• Exercise data
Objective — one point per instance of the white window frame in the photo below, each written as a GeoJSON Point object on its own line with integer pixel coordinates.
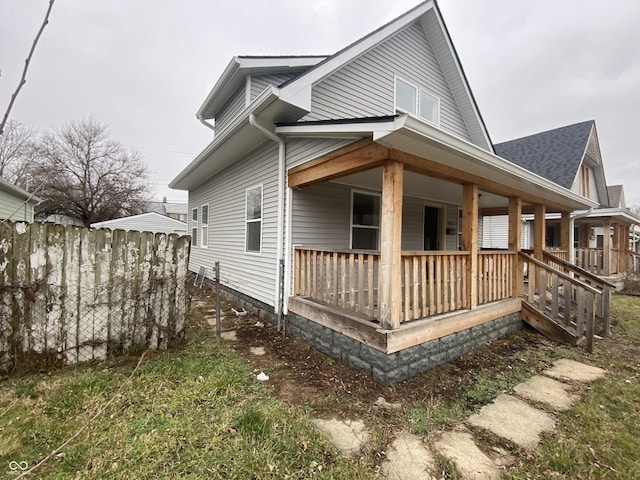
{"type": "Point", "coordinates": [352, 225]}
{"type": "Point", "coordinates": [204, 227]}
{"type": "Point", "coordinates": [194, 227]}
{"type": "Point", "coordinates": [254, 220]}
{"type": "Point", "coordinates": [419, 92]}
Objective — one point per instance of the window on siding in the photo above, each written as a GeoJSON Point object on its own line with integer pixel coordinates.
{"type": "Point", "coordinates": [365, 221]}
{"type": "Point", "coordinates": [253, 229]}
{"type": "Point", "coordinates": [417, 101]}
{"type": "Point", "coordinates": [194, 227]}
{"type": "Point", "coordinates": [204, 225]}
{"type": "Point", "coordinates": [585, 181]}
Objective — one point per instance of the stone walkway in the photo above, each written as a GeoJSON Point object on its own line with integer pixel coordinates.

• Short exercise
Repeat every row above word for word, but leave the pictures out.

• Solution
Objective — one point per instance of the white window frame in the photo below, each written as a GeoJSON Point object on its own line with integer pixel coordinates.
{"type": "Point", "coordinates": [352, 225]}
{"type": "Point", "coordinates": [204, 227]}
{"type": "Point", "coordinates": [194, 227]}
{"type": "Point", "coordinates": [254, 220]}
{"type": "Point", "coordinates": [419, 92]}
Objective — one point per instance of the window on siding in the photo above, each written as a GeoJSON Point object on its own line with integer pixel coordinates.
{"type": "Point", "coordinates": [365, 221]}
{"type": "Point", "coordinates": [253, 229]}
{"type": "Point", "coordinates": [417, 101]}
{"type": "Point", "coordinates": [194, 227]}
{"type": "Point", "coordinates": [204, 225]}
{"type": "Point", "coordinates": [585, 181]}
Objective — one point per instance of the stone walkway in the photo above, each written as a GeoJSON Point object on its own line with integer pixel coordinates.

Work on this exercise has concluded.